> **Extracted entries**

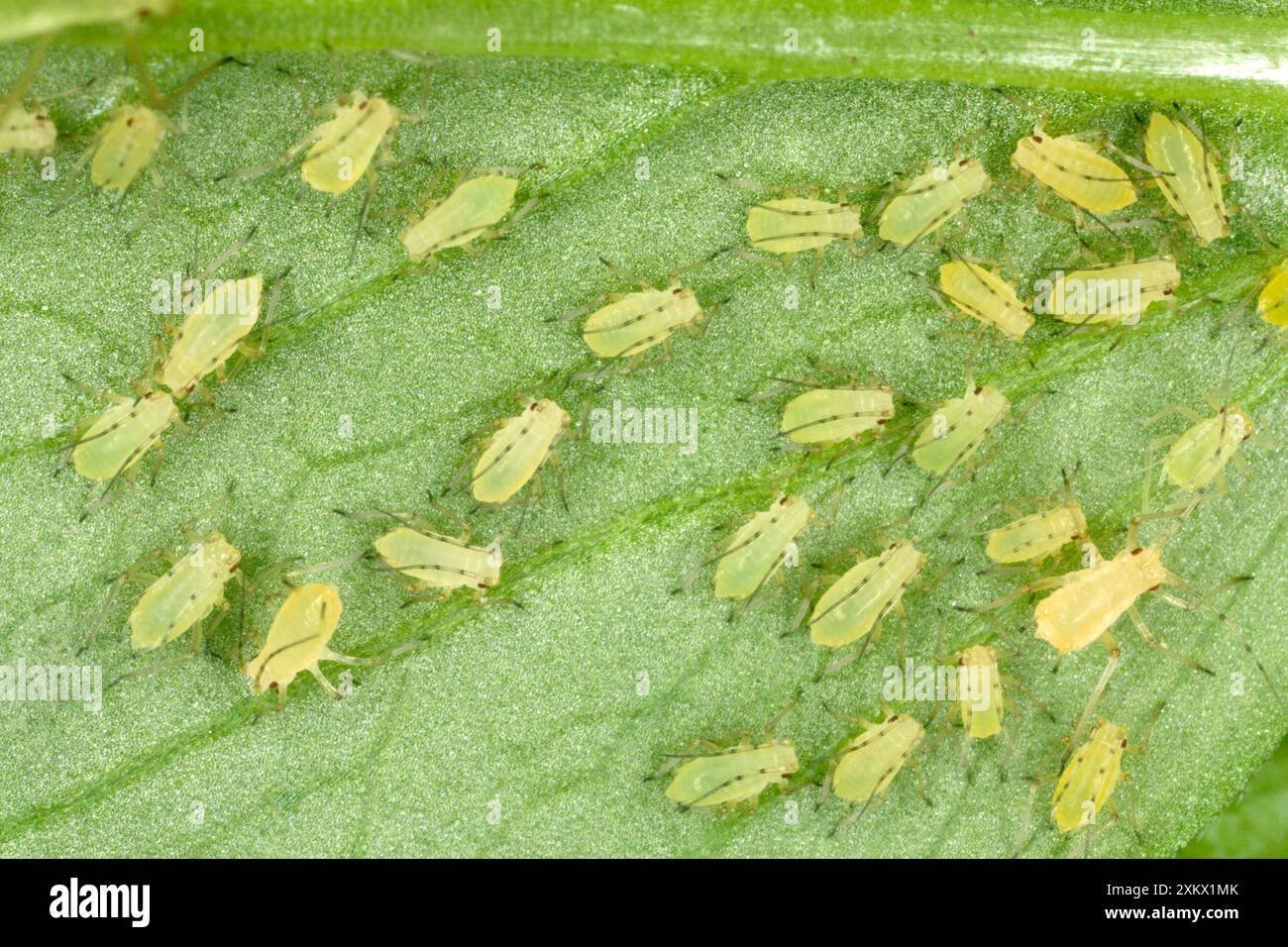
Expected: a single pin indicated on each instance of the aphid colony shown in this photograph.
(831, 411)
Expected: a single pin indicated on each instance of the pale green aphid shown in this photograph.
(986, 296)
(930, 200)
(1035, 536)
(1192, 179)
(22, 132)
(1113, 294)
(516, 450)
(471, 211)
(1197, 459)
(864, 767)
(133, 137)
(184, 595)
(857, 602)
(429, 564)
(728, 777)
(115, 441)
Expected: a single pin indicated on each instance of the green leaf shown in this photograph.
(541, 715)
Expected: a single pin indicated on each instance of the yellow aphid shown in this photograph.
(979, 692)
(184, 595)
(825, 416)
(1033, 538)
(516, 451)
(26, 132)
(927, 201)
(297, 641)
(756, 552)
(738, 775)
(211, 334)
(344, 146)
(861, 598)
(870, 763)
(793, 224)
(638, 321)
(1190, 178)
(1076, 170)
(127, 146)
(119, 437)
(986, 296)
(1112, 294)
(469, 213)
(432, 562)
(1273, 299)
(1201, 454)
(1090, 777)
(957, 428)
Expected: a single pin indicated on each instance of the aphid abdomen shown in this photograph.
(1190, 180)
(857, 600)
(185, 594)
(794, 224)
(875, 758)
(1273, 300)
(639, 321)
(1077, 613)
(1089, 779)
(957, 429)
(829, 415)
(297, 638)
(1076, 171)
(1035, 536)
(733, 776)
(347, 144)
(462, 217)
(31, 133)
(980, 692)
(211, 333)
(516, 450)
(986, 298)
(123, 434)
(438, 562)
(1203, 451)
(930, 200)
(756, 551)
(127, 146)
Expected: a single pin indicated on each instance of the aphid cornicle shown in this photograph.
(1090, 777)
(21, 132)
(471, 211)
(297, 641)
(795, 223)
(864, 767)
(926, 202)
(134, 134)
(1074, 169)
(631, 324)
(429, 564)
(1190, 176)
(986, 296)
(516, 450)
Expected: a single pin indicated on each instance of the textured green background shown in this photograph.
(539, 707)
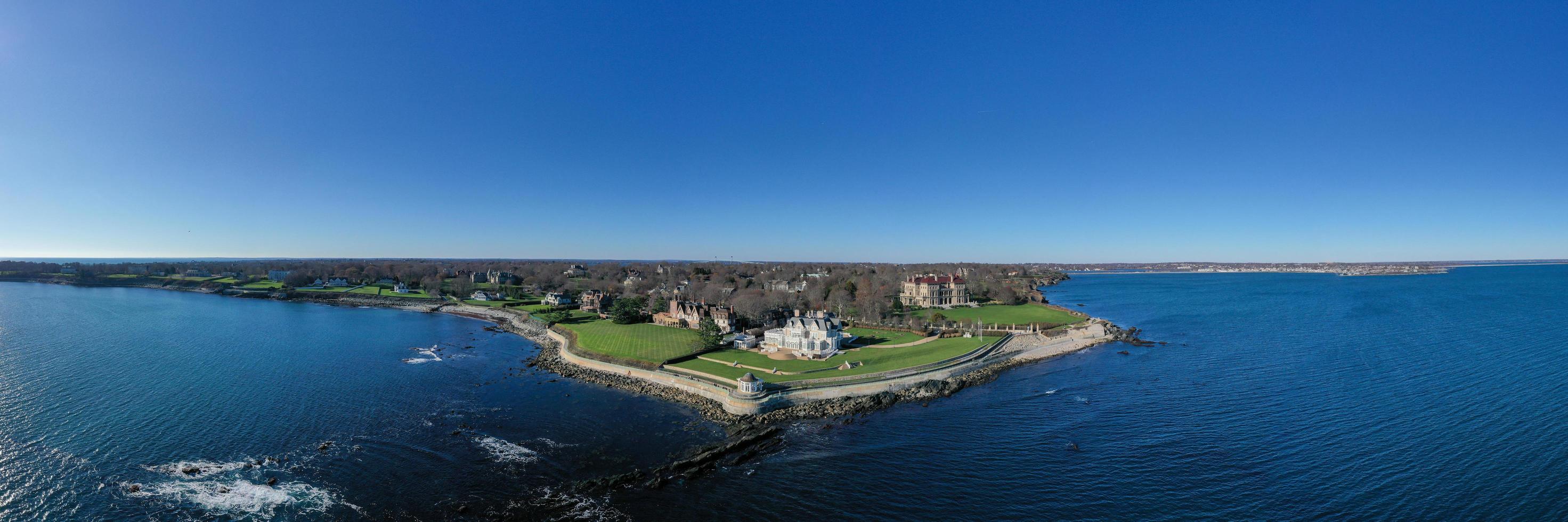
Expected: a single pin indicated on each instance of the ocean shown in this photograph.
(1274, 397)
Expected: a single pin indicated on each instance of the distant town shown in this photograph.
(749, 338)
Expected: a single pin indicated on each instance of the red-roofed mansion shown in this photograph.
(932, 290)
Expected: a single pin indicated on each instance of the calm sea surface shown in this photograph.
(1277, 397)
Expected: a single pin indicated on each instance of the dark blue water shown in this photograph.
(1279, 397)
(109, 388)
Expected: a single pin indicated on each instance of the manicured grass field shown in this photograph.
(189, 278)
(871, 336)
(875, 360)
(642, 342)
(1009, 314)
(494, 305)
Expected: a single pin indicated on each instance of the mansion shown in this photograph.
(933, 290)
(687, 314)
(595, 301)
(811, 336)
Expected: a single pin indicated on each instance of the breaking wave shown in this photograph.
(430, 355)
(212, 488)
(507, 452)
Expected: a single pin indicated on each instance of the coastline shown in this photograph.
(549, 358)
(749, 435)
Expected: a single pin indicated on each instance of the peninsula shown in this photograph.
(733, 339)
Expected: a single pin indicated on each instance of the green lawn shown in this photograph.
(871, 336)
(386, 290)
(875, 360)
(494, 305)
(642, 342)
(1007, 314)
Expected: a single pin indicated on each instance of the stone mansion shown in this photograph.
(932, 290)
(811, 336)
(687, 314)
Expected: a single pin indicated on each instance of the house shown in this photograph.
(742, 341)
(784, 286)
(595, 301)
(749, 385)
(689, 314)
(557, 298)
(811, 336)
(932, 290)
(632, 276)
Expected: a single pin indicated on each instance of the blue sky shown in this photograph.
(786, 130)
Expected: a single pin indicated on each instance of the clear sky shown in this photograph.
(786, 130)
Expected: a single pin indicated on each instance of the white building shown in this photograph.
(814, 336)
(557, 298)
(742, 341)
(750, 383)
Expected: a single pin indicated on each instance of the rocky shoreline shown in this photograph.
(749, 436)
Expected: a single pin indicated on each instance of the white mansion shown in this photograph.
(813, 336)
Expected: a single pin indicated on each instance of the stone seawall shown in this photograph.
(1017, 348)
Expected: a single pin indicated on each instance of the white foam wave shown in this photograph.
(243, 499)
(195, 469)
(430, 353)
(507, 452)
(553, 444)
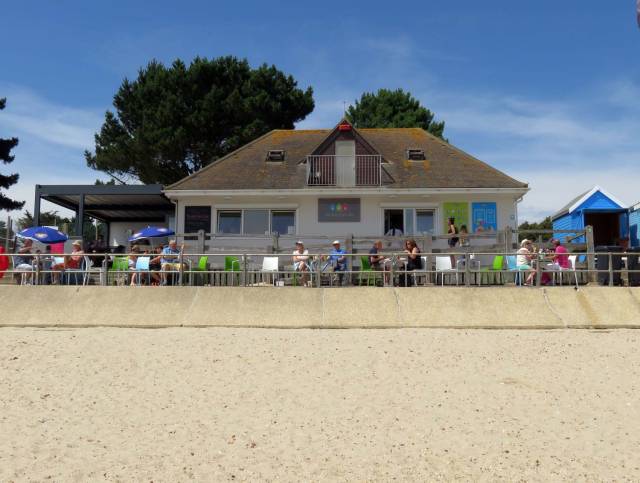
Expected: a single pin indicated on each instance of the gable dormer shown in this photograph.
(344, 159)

> **The exercise**
Write out the records above exactly as they stand, leaving out every picture.

> **Written response**
Expected: a single pin indicated on each instance of the aphid colony shown in this photograph.
(831, 411)
Expected: a single pin indicated on each instance of the pale green aphid shown in this photograph.
(986, 296)
(930, 200)
(1035, 536)
(1192, 179)
(22, 132)
(1113, 294)
(516, 450)
(471, 211)
(1197, 459)
(864, 767)
(133, 137)
(184, 595)
(857, 602)
(429, 564)
(728, 777)
(115, 441)
Expected: a single pin indicated on each instance of the green leaf shown in this photograph.
(541, 715)
Expected: a single pin indicated on each instance of the yellow aphid shown in this photograph.
(979, 692)
(184, 595)
(825, 416)
(1033, 538)
(516, 451)
(26, 132)
(927, 201)
(297, 641)
(756, 552)
(738, 775)
(211, 334)
(344, 146)
(861, 598)
(870, 763)
(793, 224)
(638, 321)
(1190, 178)
(1076, 170)
(127, 146)
(119, 437)
(986, 296)
(1112, 294)
(469, 213)
(432, 562)
(1273, 299)
(1201, 454)
(1090, 777)
(957, 428)
Expected: a single pin indicated on each instance of the aphid abdomen shown in this photograph.
(1190, 180)
(857, 600)
(185, 594)
(794, 224)
(875, 758)
(1273, 300)
(639, 321)
(1077, 613)
(1089, 779)
(957, 429)
(829, 415)
(297, 638)
(1076, 171)
(1035, 536)
(733, 776)
(347, 144)
(462, 217)
(31, 133)
(980, 692)
(211, 333)
(516, 450)
(986, 298)
(123, 434)
(438, 562)
(1203, 451)
(930, 200)
(756, 551)
(127, 146)
Expected: a single pin indicated on each instance of the aphid cornicle shown in this photograph.
(1090, 777)
(21, 132)
(471, 211)
(297, 641)
(795, 223)
(864, 767)
(926, 202)
(134, 134)
(1074, 169)
(631, 324)
(429, 564)
(1190, 176)
(986, 296)
(516, 450)
Expected: a single pin indicated on each instance of the textured green background shown in this photograph.
(539, 707)
Expected: a single pin indicated on each instance of the ocean shown in this photograph.
(1274, 397)
Expected: a single pin indicated on each instance of the distant town shown in this photograph.
(749, 338)
Expected: a single pin indicated on each instance of the red-roofed mansion shown in this photograph.
(932, 290)
Expected: a single pin indicated on each instance of the calm sea surface shown in this photograph.
(1277, 397)
Expected: a single pin indicated on each instance of the dark blue water shown in this photograph.
(1279, 397)
(109, 388)
Expected: a single pin indicated on each instance of the manicured grass field shown in this photograph.
(189, 278)
(871, 336)
(875, 360)
(642, 342)
(1009, 314)
(494, 305)
Expected: a single pin indicated on each instance of the mansion shown in this photograph.
(933, 290)
(687, 314)
(595, 301)
(811, 336)
Expected: a single pin indicated on each instance of the breaking wave shown in this photograph.
(430, 355)
(212, 488)
(507, 452)
Expected: a single pin indicated on each instance of the coastline shown in this photograph.
(549, 358)
(749, 435)
Expected: a single pin indicated on each instance of the peninsula shown in this photograph.
(733, 339)
Expected: a single pin indicated on each instance of the green lawn shown in this photograph.
(871, 336)
(386, 290)
(875, 360)
(494, 305)
(642, 342)
(1007, 314)
Expected: a single pin indicated on each instance of the stone mansion shown in this photograph.
(932, 290)
(811, 336)
(687, 314)
Expected: a single pin indicated on each instance of the house shown in this photograph.
(742, 341)
(784, 286)
(595, 301)
(749, 385)
(689, 314)
(557, 298)
(811, 336)
(932, 290)
(632, 276)
Expected: a single pin indicated on each instance of the blue sky shown in this photograph.
(786, 130)
Expected: a single pin indicated on each instance of the clear sky shown in this photograph.
(786, 130)
Expected: a single pin indicated on each instance of the white building shown in this photograph.
(814, 336)
(557, 298)
(742, 341)
(750, 383)
Expected: a single pin indicated on each instance of the rocky shoreline shown in this photograph.
(749, 436)
Expected: a single pin indicated on each instance of the white mansion shown in this photograph.
(813, 336)
Expected: a single pin indicated on each instance of the stone seawall shown in this photograph.
(1017, 348)
Expected: a single pin indicated on each instance of the white foam wave shown in this photograph.
(243, 499)
(195, 469)
(430, 353)
(507, 452)
(553, 444)
Expected: a single pin indicated on each instance of the gable dormer shown in this photograph.
(344, 159)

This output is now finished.